Rewrite the items from the start through the line containing "x=282 y=271", inclusive, keeping the request lines unchanged. Multiply every x and y coordinate in the answers by 1.2 and round each to a whole number, with halves rounding up.

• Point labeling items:
========================================

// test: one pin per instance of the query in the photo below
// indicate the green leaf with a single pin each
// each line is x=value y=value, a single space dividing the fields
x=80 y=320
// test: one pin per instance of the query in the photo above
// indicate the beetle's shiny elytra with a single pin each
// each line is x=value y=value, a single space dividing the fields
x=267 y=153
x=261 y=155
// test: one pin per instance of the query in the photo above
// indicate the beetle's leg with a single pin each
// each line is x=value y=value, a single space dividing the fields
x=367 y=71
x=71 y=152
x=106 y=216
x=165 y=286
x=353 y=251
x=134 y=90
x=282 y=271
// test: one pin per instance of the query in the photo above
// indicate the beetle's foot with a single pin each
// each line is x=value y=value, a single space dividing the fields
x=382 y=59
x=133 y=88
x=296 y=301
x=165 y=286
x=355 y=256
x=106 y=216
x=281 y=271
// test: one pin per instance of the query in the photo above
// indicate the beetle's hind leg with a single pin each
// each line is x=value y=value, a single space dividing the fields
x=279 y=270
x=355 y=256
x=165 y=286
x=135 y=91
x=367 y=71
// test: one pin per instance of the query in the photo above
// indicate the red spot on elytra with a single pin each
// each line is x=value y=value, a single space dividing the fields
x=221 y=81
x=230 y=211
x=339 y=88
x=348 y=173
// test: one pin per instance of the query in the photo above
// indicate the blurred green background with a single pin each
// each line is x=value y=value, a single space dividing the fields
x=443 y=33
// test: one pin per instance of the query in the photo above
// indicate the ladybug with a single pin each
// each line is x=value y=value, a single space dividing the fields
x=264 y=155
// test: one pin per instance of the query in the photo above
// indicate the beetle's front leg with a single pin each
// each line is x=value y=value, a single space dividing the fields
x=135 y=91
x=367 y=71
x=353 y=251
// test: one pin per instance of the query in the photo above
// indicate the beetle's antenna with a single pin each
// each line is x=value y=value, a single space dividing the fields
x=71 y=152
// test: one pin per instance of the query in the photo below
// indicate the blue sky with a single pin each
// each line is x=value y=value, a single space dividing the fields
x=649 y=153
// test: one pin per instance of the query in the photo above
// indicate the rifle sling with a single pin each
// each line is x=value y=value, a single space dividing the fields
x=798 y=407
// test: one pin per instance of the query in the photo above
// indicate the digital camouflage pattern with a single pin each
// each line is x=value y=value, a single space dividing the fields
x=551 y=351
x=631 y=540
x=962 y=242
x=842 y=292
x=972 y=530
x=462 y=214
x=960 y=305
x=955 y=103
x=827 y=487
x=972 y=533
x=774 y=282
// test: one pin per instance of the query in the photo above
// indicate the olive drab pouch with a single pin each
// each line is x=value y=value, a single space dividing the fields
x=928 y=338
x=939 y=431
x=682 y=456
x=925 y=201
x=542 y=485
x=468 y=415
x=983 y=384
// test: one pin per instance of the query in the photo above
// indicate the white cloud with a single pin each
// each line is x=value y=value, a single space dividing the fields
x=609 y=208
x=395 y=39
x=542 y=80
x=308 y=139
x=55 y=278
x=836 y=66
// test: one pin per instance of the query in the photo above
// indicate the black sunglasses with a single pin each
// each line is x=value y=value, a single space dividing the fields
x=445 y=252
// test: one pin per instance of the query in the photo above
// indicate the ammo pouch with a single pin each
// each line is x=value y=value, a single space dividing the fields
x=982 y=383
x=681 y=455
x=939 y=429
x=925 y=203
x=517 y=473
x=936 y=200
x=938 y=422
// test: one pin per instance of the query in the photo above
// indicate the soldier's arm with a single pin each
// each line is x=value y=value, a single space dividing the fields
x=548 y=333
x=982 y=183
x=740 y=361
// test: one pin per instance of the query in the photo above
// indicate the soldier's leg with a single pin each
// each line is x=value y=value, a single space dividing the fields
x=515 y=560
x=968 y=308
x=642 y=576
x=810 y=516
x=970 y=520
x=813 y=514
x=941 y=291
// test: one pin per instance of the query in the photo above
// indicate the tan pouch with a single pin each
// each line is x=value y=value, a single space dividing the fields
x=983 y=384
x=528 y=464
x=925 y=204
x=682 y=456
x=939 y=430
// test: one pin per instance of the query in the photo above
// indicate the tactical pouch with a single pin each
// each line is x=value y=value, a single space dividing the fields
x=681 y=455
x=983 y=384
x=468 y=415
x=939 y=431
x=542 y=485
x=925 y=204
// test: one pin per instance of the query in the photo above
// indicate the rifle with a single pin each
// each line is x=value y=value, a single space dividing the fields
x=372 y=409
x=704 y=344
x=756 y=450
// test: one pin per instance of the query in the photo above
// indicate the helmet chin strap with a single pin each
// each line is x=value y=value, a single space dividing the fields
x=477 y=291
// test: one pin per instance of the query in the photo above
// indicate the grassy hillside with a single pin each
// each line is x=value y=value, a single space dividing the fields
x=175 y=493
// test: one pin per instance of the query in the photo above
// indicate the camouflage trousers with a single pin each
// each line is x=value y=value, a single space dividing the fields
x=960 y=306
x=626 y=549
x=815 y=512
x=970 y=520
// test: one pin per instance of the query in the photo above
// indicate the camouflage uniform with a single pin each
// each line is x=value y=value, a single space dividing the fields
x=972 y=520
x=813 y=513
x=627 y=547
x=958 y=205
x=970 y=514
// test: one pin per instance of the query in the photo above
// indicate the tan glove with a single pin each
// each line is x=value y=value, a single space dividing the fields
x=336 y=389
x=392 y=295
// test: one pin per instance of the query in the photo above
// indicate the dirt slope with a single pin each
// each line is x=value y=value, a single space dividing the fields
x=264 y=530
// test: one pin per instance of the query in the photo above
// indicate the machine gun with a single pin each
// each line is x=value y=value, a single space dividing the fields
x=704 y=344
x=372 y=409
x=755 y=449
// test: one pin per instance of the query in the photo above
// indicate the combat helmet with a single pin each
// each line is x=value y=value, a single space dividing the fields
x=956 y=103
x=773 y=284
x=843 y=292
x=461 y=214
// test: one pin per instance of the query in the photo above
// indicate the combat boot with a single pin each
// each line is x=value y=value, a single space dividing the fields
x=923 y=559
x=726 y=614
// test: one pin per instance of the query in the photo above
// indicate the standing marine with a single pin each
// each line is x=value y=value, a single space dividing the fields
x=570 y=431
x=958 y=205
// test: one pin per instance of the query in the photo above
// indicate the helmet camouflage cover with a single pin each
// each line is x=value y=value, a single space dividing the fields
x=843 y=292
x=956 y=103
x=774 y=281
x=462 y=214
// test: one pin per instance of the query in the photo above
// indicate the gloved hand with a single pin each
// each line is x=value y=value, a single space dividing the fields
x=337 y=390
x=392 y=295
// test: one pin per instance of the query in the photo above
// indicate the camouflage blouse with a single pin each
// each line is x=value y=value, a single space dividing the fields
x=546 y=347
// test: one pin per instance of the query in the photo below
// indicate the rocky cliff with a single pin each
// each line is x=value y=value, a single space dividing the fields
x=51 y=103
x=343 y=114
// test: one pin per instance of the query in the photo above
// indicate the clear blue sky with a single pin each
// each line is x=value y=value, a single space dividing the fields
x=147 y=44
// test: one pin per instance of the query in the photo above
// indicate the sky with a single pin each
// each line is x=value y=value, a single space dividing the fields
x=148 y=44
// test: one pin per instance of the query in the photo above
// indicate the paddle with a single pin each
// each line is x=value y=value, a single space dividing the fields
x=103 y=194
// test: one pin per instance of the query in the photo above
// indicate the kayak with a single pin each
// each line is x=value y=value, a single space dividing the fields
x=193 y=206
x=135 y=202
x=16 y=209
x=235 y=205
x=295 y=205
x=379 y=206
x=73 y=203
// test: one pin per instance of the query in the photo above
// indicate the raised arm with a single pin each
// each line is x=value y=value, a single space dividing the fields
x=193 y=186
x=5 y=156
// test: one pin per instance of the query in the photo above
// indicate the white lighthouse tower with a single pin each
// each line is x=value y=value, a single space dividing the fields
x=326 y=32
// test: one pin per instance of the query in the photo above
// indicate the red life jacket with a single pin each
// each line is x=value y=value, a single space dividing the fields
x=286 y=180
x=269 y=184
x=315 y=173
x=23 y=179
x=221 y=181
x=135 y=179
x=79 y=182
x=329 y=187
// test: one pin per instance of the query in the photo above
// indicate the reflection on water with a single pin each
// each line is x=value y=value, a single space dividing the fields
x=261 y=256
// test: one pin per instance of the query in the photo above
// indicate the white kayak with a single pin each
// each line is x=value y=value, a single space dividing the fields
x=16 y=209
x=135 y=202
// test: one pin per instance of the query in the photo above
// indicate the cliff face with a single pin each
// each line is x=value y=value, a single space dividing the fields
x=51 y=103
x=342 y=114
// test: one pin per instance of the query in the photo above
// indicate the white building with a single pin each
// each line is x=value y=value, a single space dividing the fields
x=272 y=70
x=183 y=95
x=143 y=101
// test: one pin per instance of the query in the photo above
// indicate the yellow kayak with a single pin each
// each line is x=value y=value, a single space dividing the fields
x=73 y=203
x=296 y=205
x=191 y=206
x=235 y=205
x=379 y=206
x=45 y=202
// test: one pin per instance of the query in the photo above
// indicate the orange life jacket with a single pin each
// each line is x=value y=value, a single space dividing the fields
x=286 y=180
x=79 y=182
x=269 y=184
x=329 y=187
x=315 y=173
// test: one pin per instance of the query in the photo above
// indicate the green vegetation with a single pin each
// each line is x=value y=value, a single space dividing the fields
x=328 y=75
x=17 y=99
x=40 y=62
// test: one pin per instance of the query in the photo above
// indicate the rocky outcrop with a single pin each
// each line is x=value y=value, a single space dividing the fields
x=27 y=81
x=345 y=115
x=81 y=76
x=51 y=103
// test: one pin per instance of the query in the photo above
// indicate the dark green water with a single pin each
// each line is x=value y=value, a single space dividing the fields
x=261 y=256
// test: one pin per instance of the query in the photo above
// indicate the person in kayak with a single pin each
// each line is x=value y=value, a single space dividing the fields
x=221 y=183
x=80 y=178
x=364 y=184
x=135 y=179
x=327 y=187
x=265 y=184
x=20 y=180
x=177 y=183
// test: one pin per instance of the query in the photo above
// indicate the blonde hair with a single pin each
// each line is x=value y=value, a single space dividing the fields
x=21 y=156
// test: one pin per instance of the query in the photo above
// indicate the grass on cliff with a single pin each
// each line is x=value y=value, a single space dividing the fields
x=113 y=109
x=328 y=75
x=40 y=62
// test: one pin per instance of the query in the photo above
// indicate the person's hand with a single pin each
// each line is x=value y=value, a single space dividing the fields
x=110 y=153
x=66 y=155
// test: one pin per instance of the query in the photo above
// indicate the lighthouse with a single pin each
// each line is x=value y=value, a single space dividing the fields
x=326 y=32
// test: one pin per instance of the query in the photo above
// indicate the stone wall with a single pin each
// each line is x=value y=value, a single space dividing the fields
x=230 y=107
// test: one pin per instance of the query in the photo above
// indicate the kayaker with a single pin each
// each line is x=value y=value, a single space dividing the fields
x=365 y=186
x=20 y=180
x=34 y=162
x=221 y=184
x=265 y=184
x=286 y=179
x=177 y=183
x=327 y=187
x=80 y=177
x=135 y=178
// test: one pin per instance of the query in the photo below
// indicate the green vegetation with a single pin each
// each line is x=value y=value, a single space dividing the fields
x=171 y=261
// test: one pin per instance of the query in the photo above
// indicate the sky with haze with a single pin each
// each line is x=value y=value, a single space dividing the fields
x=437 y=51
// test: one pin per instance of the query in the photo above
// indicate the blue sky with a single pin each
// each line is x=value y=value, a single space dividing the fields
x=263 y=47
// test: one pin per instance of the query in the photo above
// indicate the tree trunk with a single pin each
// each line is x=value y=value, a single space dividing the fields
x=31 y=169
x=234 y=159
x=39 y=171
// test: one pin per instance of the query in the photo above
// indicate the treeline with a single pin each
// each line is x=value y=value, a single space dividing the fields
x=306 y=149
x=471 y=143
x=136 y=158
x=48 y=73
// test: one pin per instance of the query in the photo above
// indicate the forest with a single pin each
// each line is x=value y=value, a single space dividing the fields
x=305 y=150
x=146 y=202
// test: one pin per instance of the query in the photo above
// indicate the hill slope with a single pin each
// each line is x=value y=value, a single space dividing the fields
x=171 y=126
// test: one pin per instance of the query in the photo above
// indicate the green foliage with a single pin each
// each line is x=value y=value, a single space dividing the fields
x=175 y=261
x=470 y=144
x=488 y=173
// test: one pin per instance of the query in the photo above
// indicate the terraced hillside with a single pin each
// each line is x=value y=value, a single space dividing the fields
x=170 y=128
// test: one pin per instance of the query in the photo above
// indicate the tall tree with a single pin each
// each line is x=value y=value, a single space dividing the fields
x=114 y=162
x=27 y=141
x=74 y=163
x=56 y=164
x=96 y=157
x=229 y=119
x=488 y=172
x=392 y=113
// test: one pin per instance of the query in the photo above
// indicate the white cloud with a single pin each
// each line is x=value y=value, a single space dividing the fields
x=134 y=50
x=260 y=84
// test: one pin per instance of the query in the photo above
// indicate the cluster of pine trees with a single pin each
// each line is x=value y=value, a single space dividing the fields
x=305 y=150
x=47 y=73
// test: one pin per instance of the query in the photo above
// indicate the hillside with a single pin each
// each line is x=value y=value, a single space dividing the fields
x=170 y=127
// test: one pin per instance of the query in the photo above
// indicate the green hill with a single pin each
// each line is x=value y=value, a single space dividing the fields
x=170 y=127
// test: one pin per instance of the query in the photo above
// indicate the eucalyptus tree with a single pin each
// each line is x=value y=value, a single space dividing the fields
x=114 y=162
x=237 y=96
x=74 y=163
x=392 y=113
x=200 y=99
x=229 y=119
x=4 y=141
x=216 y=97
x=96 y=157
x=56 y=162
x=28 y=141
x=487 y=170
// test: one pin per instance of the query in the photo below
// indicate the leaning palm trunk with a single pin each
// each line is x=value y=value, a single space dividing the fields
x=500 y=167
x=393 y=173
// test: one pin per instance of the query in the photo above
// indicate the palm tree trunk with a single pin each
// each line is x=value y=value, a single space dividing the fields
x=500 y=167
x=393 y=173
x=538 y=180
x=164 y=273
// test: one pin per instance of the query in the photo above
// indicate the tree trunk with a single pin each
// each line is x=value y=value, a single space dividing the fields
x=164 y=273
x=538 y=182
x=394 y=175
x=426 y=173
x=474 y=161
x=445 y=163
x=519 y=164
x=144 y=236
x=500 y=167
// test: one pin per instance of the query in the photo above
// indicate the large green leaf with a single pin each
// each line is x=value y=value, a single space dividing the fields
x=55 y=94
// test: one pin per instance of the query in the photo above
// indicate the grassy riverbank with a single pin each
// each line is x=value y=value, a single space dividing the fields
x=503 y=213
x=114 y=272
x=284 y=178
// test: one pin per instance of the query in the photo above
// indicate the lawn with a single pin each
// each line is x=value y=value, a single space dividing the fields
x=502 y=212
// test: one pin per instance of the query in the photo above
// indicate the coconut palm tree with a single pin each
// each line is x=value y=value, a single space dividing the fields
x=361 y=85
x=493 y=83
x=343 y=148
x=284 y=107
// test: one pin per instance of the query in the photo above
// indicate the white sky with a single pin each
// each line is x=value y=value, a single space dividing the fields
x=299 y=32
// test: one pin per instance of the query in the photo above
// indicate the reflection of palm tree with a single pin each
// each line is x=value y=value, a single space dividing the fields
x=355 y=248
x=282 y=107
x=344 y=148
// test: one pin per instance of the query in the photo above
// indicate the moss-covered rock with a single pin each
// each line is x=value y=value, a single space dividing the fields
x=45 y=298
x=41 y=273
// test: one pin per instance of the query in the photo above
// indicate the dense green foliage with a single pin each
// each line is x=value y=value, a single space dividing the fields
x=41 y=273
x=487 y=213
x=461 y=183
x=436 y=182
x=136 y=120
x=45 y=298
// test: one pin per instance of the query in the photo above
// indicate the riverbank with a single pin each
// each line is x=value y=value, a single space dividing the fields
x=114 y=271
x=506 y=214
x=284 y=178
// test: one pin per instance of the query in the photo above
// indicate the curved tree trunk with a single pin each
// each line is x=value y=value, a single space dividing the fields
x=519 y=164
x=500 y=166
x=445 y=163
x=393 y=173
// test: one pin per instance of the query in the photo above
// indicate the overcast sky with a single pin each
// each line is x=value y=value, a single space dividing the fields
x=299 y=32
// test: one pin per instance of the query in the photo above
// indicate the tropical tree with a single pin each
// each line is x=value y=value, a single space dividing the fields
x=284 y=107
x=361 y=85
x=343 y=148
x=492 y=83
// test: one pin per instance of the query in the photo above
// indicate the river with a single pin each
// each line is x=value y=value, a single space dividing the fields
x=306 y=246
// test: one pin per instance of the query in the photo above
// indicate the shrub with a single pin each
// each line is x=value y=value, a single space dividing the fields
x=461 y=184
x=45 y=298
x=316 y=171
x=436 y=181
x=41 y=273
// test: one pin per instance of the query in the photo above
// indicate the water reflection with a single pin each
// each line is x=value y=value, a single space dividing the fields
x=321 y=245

========================================

• Finished exercise:
// test: one pin per instance of the query in the photo below
// indicate the green leaf with a single pin each
// each line is x=value y=value, a single space dividing the fields
x=96 y=384
// test: one pin per instance of the query in the photo above
// indicate the beetle's shiny elytra with a single pin each
// each line is x=value y=value, a single space dividing the fields
x=320 y=184
x=313 y=186
// test: one pin per instance of the query in the photo above
// indicate the beetle's leg with a single pin each
// each line is x=value y=value, a single space dividing the fields
x=440 y=85
x=85 y=182
x=127 y=259
x=198 y=343
x=424 y=301
x=161 y=108
x=338 y=325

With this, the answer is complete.